* [Extract to read]:
※

The investigators want to know if this program increases hope and quality of life for all palliative home care patients (all ages, all diagnosis). Thirty palliative home care patients and their care partners will participate in this pilot study to evaluate the study procedures and the living with hope program.
|Condition or disease||Intervention/treatment|
|Quality of Life||Behavioral: Living with Hope Program Behavioral: LWH film|
Background: Hope is important for palliative home care patients (Duggleby, 2000; Duggleby, et al., 2012; Duggleby & Wright, 2004, 2005). Our research team has developed a program (Living with Hope) that has been found to increase hope and quality of life of palliative home care patients (Duggleby et al., 2007). The Living with Hope Program (LWHP) involves seeing a 15 minute film on hope and choosing a hope activity to begin over a one week time frame. Participants choose to begin: a) a hope collection, b) a story about themselves, and c) to write a letter to someone.
Aims: The purpose of this pilot study is to evaluate the feasibility of study procedures and collect preliminary data on the effectiveness and processes of the Living with Hope Program for persons receiving palliative home care in Alberta and Saskatchewan.

※

* [Entries provided]:
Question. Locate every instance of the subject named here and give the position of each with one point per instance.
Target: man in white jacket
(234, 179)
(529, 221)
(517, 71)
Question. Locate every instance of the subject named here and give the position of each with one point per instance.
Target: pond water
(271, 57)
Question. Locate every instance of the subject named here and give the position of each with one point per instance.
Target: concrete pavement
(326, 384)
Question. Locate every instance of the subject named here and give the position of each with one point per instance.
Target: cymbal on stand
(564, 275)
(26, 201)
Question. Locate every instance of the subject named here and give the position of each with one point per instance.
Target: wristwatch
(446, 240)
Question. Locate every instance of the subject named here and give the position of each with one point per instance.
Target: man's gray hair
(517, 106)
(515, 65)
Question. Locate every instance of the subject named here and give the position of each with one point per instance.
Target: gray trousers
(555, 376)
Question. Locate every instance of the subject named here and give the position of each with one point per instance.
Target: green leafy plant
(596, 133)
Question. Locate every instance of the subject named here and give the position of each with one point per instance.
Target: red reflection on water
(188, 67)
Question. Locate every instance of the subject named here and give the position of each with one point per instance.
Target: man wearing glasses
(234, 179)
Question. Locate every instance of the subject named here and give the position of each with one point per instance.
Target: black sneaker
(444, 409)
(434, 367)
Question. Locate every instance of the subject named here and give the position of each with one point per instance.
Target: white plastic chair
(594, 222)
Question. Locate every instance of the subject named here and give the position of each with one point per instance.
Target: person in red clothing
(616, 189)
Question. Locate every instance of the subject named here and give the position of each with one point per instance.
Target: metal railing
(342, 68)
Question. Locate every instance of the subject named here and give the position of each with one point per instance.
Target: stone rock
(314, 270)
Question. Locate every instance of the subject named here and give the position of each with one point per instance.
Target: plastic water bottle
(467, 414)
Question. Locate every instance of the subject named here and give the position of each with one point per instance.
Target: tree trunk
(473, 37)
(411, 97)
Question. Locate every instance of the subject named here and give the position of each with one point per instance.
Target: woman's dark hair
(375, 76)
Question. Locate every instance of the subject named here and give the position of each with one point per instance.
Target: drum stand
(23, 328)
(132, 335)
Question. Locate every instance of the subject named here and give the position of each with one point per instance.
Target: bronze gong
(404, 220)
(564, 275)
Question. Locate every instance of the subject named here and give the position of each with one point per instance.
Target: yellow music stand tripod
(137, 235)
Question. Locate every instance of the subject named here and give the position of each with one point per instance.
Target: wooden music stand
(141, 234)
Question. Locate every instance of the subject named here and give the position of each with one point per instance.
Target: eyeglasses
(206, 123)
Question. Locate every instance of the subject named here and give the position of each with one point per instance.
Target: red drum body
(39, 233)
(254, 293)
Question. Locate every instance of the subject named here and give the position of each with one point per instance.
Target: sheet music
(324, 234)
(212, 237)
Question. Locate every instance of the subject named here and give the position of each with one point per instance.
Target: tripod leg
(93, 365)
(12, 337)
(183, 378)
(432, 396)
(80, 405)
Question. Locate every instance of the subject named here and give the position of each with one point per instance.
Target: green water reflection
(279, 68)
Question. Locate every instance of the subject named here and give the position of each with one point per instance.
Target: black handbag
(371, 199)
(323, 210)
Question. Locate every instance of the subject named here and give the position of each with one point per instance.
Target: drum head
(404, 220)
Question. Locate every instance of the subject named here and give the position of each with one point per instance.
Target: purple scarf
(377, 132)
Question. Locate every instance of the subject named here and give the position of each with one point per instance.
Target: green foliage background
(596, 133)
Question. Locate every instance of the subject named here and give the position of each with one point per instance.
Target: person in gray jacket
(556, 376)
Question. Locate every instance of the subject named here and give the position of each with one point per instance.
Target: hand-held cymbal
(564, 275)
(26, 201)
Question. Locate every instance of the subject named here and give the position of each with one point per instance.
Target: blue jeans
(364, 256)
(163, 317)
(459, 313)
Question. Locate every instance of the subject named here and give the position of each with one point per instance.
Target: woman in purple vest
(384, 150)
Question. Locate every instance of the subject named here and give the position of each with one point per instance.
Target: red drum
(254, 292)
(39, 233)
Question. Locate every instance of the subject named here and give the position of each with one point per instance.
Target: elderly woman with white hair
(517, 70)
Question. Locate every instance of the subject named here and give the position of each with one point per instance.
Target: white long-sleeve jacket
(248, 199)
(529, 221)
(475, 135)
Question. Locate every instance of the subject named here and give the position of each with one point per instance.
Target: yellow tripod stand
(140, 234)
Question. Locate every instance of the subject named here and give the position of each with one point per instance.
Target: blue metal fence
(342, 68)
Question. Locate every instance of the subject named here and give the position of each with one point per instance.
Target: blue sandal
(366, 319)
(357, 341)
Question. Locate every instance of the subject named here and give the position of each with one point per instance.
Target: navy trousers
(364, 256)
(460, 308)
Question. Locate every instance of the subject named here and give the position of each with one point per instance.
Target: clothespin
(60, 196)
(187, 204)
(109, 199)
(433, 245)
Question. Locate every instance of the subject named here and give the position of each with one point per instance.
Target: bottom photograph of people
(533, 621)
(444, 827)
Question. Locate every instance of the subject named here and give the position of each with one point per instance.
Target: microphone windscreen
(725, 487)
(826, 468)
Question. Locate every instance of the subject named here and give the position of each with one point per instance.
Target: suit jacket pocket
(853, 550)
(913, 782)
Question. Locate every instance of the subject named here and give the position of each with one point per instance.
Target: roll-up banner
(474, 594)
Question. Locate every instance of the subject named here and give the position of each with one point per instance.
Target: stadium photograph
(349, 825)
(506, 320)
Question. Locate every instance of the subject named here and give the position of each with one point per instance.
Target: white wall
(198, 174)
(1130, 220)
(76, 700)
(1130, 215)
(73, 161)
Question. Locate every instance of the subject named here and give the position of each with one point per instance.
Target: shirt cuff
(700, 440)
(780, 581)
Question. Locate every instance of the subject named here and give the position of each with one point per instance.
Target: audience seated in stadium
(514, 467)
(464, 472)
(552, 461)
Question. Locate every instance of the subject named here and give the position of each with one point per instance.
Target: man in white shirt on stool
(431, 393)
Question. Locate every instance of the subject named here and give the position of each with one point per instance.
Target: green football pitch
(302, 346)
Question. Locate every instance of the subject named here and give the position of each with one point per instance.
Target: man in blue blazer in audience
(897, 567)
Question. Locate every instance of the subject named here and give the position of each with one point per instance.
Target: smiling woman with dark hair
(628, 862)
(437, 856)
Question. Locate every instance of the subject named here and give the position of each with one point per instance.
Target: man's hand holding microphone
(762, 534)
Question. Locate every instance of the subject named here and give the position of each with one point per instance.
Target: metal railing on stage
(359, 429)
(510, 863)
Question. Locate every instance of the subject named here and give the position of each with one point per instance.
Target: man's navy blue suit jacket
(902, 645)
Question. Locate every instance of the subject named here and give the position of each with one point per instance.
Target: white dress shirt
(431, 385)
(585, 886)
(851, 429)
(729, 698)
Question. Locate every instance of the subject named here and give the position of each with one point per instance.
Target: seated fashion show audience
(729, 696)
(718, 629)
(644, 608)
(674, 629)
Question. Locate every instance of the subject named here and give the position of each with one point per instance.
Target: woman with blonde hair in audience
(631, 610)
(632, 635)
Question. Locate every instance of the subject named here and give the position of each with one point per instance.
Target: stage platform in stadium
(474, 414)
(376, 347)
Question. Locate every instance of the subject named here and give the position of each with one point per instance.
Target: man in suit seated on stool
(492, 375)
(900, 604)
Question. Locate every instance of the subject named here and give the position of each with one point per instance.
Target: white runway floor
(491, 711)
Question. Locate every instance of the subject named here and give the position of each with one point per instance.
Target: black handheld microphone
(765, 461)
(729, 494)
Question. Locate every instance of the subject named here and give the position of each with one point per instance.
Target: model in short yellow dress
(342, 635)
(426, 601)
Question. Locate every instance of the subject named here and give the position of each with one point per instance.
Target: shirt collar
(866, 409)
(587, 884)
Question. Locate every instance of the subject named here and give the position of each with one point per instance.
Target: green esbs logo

※

* [What the exercise asks]: Could you quote the stretch of the palliative care study text from "The investigators want" through "with hope program."? The records are not needed for anything here.

* [Completed task]:
The investigators want to know if this program increases hope and quality of life for all palliative home care patients (all ages, all diagnosis). Thirty palliative home care patients and their care partners will participate in this pilot study to evaluate the study procedures and the living with hope program.